Required work ▸ Could you condense the paragraph of the article beginning "For many years Kirk blamed himself" into a short bulleted list that keeps its main facts?

Selection ▸
_ _ _

How did that affect Kirk as a father to his four sons Joel, Michael, Peter, Eric? He nods sagely. “Of course a hundred years and I think about my father a lot and I realise that my best friends were always women, maybe because my mother was wonderful.” By this I interpret he wanted to be a very different father to the one he endured. “We were poor. We were living in a terrible house. We had nearly nothing and if my mother saw a hobo they would come to the house, knock on the door and while we didn’t have much food, my mother always saved something for them so yes, I was closer to my mother. I called my company Bryna after my mother.” And because of her he always found it easier to become closer to women? In touch with his feminine side? “Yes,” he beams. Even now, slumped in his chair, he’s tough. The least likely man to be in touch with his feminine side, yet somehow he is.  “My mother couldn’t speak English when she first came from Russia.  I remember taking her to New York City in a big limousine for a premiere. I said Ma, you see, America is a wonderful land.”  Did it make her happy to be in the limo with you? He says, “She never expressed it but I know she was.” Neither of his parents were good at expressing love, were they? “Well, it was so difficult to live.”

For many years Kirk blamed himself for his youngest son Eric’s lonely death from a drugs overdose at 45.  Eric was always the crazy one. Even as a child he had anger issues. He was a talented actor and in later years a stand-up comedian. I saw his act at the Edinburgh festival. It was based on jokes about his father and his more famous brother Michael. Kirk for years agonised over it and wondered if it was because he wasn’t there enough or because he thought he was too big an act to follow.  Eric had been addicted to drugs and his parents had paid for many rehabs and sober buddies. They tried to get him involved in forming a facility to help others. Eric was too far gone for that.

I remember interviewing him after his show in Edinburgh attended by about 25 people. Glad of the attention he followed me back to my hotel and shouted outside the window all night for me to come out. I didn’t. A year later he was dead.  Eric Douglas was 46 when he was found in his New York apartment dead for an overdose.  He had gone into rehab a month before with renewed efforts at sobriety

Kirk and Anne used to visit his grave twice a week. They did that for as long as they could easily walk.

Anne who is strong and clever and self-controlled was inconsolable.  So many other dramatic events informed her life.

She was born in Germany around 1930. She doesn’t give her exact age. As a little girl she was extremely close to her father. “My parents were not too great together. My mother was a beautiful women and we always had a governess.  My mother was away a lot.  She got the best dresses, the best cars. We had a big silk manufacturing place and my father had a sales lady there that he wanted me to become friends with, so we formed a close friendship. My parents divorced. I had an extremely close relationship with my father. We told each other everything. At night before I went to bed I would write to him in a little blue book and he would write the reply. One day he said, ‘I’m going on a short business trip.’ I trusted him and relied on him. When he came back I ran downstairs to meet him and he was with my friend the sales agent and he said ‘This is your new mother.’ I cried my eyes out. He betrayed me. I started work very young and went to live in Berlin where my mother was. She continued her deluxe life and I had a little divan in her dressing room and got a job in a doctor’s office.”  Then she went to work in Belgium and ended up in Paris Hitler had invaded.

_ _ _

Excerpted data ▸
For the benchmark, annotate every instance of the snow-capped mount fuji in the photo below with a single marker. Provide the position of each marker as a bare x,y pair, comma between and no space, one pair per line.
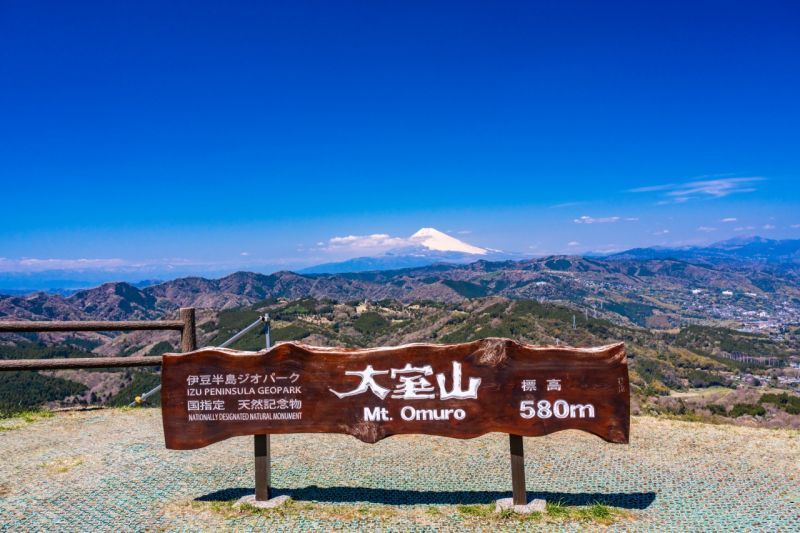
425,247
436,241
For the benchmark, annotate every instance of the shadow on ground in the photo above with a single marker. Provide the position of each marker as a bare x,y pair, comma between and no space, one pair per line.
627,500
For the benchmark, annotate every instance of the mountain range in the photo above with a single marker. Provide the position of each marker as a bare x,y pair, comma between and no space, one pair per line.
654,288
425,247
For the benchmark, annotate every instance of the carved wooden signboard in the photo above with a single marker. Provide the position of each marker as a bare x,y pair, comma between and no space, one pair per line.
460,390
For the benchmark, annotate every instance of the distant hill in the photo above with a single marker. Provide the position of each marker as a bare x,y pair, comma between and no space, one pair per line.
739,249
657,292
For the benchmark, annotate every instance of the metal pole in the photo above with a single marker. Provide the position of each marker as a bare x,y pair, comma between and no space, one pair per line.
261,446
517,470
146,395
188,333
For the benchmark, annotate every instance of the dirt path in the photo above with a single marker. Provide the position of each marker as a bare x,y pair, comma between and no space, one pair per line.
109,470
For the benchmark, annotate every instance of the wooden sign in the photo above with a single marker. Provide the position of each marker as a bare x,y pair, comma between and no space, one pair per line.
460,390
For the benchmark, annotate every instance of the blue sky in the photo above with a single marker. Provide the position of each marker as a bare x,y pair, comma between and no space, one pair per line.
214,136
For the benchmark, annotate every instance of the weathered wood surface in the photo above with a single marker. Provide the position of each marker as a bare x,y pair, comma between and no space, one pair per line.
295,391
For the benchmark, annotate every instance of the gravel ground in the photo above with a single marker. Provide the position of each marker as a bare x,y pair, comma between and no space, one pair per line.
108,469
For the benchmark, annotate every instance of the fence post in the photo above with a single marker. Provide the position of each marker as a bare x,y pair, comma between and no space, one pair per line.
188,334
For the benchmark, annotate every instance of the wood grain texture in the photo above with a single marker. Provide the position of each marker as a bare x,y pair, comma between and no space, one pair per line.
586,376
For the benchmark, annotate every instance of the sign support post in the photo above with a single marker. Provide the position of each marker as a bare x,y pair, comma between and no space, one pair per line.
261,446
455,390
262,456
517,470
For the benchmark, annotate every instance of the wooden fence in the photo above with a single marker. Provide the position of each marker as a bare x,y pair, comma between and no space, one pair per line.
185,324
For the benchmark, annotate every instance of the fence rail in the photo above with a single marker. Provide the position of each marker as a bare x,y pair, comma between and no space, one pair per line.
185,324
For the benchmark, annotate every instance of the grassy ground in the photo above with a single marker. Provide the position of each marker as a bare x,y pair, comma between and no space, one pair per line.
108,469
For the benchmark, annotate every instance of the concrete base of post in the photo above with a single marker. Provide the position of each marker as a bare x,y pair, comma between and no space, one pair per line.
533,506
272,503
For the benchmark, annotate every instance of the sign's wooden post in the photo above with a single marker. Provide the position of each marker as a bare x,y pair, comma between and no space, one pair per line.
517,470
457,390
261,445
262,455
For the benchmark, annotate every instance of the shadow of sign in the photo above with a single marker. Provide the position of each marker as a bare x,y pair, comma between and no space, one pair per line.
623,500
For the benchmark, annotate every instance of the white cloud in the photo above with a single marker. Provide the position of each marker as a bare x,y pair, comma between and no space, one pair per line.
586,219
706,188
375,241
34,264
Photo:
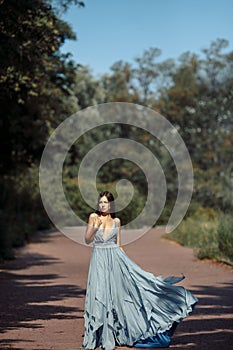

_ _ _

Expected output ▸
- For years, Kirk blamed himself for the lonely overdose death of his youngest son, Eric.
- Eric was "the crazy one" and had anger issues even as a child.
- He was a talented actor and later a stand-up comedian whose Edinburgh festival act joked about his father and his brother Michael.
- Kirk wondered whether Eric's troubles came from his own absence or from Eric feeling he was too big an act to follow.
- Eric was addicted to drugs, and his parents paid for many rehabs and sober buddies.
- They tried to involve him in forming a facility to help others, but he was too far gone.